▶ _WHAT THE EXERCISE ASKS_:
Lines from the one containing "# pin a point" through the last line of the data below are to be returned exactly; leave out the rest.

Top of SUPPLIED RECORDS

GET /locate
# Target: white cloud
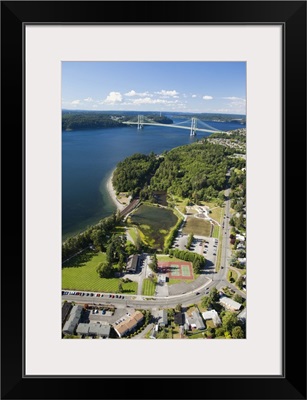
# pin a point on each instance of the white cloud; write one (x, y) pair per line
(148, 100)
(168, 93)
(113, 98)
(133, 93)
(234, 98)
(236, 105)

Bottom of SUPPLIED RECORDS

▶ _ANSWER TO THE PROBLEM_:
# pin a point on each instance of the white cloud; write one (x, y) pair per line
(148, 100)
(168, 93)
(113, 98)
(133, 93)
(234, 98)
(236, 105)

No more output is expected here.